> [Activity]:
Please work out how many lines in the material contain "bird" and give only that figure.

> [Records supplied]:

----

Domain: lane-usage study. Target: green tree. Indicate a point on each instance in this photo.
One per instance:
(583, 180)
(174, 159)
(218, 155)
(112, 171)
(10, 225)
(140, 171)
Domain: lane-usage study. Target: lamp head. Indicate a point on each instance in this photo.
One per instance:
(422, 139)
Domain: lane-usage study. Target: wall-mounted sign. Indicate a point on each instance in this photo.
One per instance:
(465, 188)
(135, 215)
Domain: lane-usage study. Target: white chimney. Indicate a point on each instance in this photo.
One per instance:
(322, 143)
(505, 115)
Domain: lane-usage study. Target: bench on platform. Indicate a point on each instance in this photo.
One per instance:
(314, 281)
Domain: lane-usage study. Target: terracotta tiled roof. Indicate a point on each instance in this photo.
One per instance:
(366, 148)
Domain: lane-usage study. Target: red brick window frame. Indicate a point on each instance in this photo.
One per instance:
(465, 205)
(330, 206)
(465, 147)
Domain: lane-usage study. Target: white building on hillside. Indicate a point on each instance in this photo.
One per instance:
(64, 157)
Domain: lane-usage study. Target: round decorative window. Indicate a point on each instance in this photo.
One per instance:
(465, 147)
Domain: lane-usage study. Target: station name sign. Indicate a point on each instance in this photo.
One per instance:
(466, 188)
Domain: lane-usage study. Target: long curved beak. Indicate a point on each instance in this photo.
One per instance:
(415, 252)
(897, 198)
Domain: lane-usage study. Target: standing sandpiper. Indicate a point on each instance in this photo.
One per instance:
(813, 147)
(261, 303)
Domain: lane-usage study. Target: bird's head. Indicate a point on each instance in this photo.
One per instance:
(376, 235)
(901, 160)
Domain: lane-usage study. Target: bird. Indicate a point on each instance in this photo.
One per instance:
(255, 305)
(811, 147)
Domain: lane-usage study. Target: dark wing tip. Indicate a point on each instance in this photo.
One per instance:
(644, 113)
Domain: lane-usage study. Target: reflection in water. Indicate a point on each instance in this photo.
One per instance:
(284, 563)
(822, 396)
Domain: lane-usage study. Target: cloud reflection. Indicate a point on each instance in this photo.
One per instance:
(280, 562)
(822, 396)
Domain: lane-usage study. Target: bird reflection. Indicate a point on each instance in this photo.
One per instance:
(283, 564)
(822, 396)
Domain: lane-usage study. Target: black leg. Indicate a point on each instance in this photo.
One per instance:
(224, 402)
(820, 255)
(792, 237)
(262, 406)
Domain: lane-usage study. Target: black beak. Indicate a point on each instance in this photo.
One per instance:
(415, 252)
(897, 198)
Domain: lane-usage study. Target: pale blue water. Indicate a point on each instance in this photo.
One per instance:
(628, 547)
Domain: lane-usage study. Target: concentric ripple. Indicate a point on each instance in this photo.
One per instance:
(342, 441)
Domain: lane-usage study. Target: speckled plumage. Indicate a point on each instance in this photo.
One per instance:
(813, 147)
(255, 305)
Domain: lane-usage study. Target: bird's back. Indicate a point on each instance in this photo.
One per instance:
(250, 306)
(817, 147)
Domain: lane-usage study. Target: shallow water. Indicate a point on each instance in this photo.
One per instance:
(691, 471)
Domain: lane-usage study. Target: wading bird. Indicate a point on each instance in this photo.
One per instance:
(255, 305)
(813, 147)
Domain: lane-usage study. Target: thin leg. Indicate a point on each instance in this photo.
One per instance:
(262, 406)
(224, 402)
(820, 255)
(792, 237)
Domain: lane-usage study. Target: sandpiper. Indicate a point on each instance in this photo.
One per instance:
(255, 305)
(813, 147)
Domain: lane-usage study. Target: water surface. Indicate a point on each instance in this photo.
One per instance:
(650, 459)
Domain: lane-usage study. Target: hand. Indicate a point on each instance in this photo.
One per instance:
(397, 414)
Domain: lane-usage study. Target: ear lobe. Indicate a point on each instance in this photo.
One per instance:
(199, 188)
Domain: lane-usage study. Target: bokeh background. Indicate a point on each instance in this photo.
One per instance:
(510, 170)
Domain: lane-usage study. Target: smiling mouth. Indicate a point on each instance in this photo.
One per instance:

----

> [Written solution]:
5